Start of Materials provided

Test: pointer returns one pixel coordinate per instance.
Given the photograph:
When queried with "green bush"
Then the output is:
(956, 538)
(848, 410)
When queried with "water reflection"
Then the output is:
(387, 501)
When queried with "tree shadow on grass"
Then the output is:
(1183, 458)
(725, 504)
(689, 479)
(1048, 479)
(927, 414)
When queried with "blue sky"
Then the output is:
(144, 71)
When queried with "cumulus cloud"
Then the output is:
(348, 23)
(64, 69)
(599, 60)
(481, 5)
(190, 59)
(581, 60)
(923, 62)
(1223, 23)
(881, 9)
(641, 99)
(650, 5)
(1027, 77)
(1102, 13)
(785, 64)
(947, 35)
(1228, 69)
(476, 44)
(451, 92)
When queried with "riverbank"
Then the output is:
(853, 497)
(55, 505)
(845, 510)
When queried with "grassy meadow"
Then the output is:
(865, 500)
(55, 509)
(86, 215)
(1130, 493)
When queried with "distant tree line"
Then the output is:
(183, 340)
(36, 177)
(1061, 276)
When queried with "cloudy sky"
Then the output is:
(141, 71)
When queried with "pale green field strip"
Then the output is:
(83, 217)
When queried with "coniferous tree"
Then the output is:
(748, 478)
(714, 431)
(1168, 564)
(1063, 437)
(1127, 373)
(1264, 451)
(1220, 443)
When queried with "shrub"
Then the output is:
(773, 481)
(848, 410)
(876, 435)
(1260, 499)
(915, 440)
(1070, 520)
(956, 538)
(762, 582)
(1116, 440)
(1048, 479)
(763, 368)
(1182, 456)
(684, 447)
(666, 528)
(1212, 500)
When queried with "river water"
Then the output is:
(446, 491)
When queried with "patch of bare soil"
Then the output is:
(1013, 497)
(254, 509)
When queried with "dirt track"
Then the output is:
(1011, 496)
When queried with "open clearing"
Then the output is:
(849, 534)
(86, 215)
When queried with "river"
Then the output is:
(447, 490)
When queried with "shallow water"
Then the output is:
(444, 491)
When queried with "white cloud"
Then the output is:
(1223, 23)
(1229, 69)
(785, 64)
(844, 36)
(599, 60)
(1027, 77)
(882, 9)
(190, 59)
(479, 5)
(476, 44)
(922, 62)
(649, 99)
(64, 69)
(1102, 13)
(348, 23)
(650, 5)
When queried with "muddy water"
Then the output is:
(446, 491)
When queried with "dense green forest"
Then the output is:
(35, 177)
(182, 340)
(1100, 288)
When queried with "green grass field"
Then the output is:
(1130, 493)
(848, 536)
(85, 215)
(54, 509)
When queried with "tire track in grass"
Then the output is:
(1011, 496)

End of Materials provided

(Problem statement)
Give only the number of lines in the entries above that contain the string "field".

(Output)
2